* BEGIN *

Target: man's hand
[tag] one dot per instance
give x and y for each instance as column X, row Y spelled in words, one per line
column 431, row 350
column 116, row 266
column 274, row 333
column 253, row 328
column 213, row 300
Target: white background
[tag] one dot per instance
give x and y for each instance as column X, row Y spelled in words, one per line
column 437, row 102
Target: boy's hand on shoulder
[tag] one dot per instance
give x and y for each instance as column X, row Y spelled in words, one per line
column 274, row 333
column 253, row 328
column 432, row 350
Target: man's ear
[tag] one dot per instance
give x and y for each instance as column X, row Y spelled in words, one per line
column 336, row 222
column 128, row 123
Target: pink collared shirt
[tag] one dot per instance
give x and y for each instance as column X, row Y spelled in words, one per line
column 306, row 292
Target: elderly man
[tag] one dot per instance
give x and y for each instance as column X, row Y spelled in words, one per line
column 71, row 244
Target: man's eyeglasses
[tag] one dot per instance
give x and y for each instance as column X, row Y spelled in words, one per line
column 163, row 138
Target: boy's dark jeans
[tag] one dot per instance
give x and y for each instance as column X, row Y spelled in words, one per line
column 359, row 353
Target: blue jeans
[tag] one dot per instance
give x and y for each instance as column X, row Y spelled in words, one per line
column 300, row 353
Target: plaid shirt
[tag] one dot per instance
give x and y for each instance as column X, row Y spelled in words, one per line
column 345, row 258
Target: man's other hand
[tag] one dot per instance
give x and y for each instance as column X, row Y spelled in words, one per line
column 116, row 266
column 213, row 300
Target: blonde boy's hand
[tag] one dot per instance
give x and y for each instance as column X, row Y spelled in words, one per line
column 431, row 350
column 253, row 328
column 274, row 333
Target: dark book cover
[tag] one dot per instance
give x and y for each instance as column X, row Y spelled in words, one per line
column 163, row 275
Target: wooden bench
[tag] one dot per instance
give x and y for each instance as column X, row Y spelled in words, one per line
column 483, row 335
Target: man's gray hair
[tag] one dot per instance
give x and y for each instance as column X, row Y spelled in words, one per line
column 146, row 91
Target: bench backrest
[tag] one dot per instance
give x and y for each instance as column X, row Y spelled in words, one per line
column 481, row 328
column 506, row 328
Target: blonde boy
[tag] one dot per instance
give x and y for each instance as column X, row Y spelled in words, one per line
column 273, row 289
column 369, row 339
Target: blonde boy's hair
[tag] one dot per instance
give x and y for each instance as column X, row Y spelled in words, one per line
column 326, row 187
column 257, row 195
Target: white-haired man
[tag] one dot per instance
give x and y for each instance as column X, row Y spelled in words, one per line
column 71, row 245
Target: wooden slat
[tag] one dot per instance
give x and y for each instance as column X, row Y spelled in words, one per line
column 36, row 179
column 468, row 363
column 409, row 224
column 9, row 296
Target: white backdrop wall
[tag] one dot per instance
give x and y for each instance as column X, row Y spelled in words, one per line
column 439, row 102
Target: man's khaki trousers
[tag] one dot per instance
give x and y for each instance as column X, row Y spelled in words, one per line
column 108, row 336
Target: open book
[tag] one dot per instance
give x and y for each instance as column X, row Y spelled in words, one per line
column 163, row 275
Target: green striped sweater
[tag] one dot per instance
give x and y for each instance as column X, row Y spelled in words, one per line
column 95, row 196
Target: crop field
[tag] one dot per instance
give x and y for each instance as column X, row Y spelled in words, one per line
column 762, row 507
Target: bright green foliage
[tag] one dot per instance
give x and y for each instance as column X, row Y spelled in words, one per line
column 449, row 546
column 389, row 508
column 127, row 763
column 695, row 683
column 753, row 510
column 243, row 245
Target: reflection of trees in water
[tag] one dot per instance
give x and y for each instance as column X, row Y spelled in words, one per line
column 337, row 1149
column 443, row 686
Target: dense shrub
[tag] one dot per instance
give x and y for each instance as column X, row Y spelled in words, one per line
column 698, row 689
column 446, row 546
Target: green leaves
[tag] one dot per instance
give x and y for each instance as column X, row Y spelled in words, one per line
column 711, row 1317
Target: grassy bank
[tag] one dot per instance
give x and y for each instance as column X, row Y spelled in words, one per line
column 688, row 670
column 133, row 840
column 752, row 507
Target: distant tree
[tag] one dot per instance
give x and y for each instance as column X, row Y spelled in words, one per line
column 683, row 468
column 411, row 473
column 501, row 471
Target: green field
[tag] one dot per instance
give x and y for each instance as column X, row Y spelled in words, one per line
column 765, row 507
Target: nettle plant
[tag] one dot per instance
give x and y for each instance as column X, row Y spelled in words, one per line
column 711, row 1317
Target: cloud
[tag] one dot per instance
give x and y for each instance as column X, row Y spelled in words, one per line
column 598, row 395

* END *

# Exercise requirements
Copy the lines above word for word, from the first to the last.

# Exercise answer
Target: man's hand
[tag] one dot per instance
give x and y for each instance as column X, row Y spelled in words, one per line
column 431, row 350
column 116, row 266
column 274, row 333
column 253, row 328
column 213, row 300
Target: white background
[tag] one dot per instance
give x and y for each instance as column X, row Y spelled in words, one per line
column 437, row 102
Target: boy's hand on shoulder
[tag] one dot per instance
give x and y for each instance as column X, row Y spelled in words, one per line
column 274, row 333
column 253, row 328
column 432, row 350
Target: man's ear
[tag] one dot per instance
give x and y for each instance as column X, row Y spelled in words, one per line
column 336, row 222
column 128, row 123
Target: pink collared shirt
[tag] one dot per instance
give x and y for each instance as column X, row Y spelled in words, one per line
column 306, row 292
Target: elderly man
[tag] one dot per instance
give x and y for each instance as column X, row Y spelled in words, one per line
column 71, row 244
Target: man's eyeglasses
[tag] one dot per instance
give x and y for each instance as column X, row Y spelled in words, one per line
column 163, row 138
Target: boy's dark jeans
[tag] one dot per instance
give x and y for each instance as column X, row Y spelled in words, one per line
column 359, row 353
Target: blue jeans
[tag] one dot per instance
give x and y for each instance as column X, row Y spelled in words, one per line
column 300, row 353
Target: plaid shirt
[tag] one dot per instance
give x and y for each instance as column X, row Y spelled in words, one per line
column 345, row 258
Target: man's other hand
[tag] one dot per instance
give x and y for each instance as column X, row Y spelled in words, one per line
column 116, row 266
column 213, row 300
Target: blonde boy's hand
[tag] one dot per instance
give x and y for each instance as column X, row Y spelled in words, one per line
column 431, row 350
column 253, row 328
column 274, row 333
Target: dark book cover
[tag] one dot per instance
give x and y for each instance as column X, row Y spelled in words, one per line
column 163, row 275
Target: wooden bench
[tag] one dot per instance
give x and y for each instance as column X, row Y spelled in words, one per line
column 483, row 335
Target: man's gray hair
[tag] one dot per instance
give x and y for each instance as column X, row Y spelled in words, one per line
column 146, row 91
Target: bench backrest
[tag] one dot per instance
give x and y for each instance as column X, row Y spelled in words, one per line
column 481, row 328
column 506, row 328
Target: blonde boy
[tag] one dot per instance
give x and y for each instance as column X, row Y spelled in words, one per line
column 273, row 289
column 369, row 339
Target: blonde boy's hair
[tag] one dot per instance
give x and y for each instance as column X, row Y spelled in words, one per line
column 326, row 187
column 257, row 195
Target: white-haired man
[tag] one dot per instance
give x and y for each instance as column X, row Y spelled in words, one per line
column 71, row 245
Target: wooden slat
[tag] one dot per instance
give x and y for each instance as column X, row Y spelled in words, one per line
column 36, row 179
column 468, row 363
column 409, row 224
column 9, row 296
Target: white backdrop wall
[tag] one dot per instance
give x and y for each instance as column X, row Y spelled in words, one per line
column 439, row 102
Target: man's khaki trousers
[tag] one dot per instance
give x and y for each instance as column X, row Y spelled in words, one per line
column 108, row 336
Target: open book
[tag] one dot per instance
give x and y for each instance as column X, row Y spelled in words, one per line
column 163, row 275
Target: green striped sweater
[tag] one dot per instance
give x and y for each instance as column X, row Y spelled in words, one per line
column 95, row 196
Target: crop field
[tag] one dot per instance
give x and y for each instance as column X, row Y spelled in words, one per line
column 762, row 507
Target: bright green foliage
[tag] one dot per instance
give x and y for each instance as column X, row Y spelled in words, one per line
column 449, row 546
column 389, row 508
column 127, row 763
column 695, row 683
column 753, row 510
column 243, row 245
Target: reflection of trees in water
[tag] one dot per instance
give x and y for each instance as column X, row Y spelled in words, one per line
column 337, row 1149
column 443, row 686
Target: dense shrub
[tag] one dot per instance
give x and y for each instance as column X, row Y spelled in words, one per line
column 698, row 689
column 446, row 546
Target: green leaves
[tag] one dot per instance
give x and y for each instance as column X, row Y spelled in words, one per line
column 711, row 1317
Target: grassy bank
[tag] one dot per instance
give x and y for each instance as column X, row Y spelled in words, one per line
column 688, row 670
column 133, row 840
column 752, row 507
Target: distant tree
[tag] one dot per instance
give x and y for each instance as column X, row Y spelled in words, one per line
column 683, row 468
column 411, row 473
column 501, row 471
Target: green field
[tag] one dot per instance
give x and y for each instance as column X, row Y spelled in words, one per line
column 765, row 507
Target: nettle plant
[tag] one dot per instance
give x and y for each instance as column X, row Y spelled in words, one per line
column 711, row 1317
Target: cloud
[tag] one dot per instance
give x and y for each instance as column X, row Y spelled in words, one per line
column 598, row 395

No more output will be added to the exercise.